- Assigned task -
Repeat the records below line by line, exactly, finishing on the line that contains "as [[66, 135]].".

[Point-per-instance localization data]
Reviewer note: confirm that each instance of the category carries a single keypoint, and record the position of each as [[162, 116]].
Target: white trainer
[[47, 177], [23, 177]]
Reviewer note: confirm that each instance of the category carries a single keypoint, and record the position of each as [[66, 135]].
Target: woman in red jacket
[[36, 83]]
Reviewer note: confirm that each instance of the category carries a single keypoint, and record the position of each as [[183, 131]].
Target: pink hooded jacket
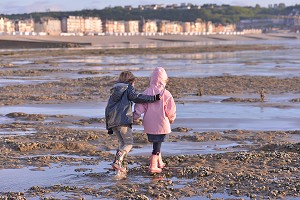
[[157, 115]]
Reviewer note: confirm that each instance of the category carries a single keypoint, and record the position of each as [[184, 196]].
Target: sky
[[28, 6]]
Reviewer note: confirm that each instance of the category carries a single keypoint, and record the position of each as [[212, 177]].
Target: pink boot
[[153, 164], [161, 164]]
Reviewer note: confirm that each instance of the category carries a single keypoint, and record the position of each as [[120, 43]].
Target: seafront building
[[78, 25]]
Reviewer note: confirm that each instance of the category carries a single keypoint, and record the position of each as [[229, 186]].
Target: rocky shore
[[262, 164]]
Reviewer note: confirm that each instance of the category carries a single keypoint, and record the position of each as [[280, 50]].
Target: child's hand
[[157, 97], [137, 122]]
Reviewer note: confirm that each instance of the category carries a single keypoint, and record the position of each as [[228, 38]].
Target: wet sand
[[260, 164]]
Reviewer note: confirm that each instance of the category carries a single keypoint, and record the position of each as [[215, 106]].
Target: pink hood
[[159, 79], [157, 115]]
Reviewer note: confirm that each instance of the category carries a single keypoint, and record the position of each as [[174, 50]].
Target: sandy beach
[[258, 164]]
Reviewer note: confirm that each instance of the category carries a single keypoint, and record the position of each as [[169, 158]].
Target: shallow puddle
[[199, 113], [24, 178]]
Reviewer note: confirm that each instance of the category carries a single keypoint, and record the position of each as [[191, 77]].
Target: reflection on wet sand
[[226, 142]]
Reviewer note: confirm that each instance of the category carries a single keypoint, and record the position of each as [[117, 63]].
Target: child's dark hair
[[126, 77]]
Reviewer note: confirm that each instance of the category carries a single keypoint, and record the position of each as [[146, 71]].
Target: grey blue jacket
[[118, 111]]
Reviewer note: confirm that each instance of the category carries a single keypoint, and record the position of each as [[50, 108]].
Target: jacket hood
[[118, 90], [159, 78]]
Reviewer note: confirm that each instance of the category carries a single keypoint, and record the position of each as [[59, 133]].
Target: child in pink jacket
[[158, 116]]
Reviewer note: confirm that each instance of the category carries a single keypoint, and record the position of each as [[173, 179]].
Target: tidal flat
[[236, 135]]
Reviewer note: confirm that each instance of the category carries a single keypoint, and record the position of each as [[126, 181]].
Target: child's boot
[[161, 164], [118, 162], [153, 164]]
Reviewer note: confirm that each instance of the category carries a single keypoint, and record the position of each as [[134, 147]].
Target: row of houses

- Task output -
Reviewer note: confirm that each instance of the category carries a single keypoint, and record the position of each as [[162, 116]].
Target: white trainer
[[47, 177], [23, 177]]
Reviewer note: confirm that each instance of the category carries a single keypoint, and record the position of each as [[66, 135]].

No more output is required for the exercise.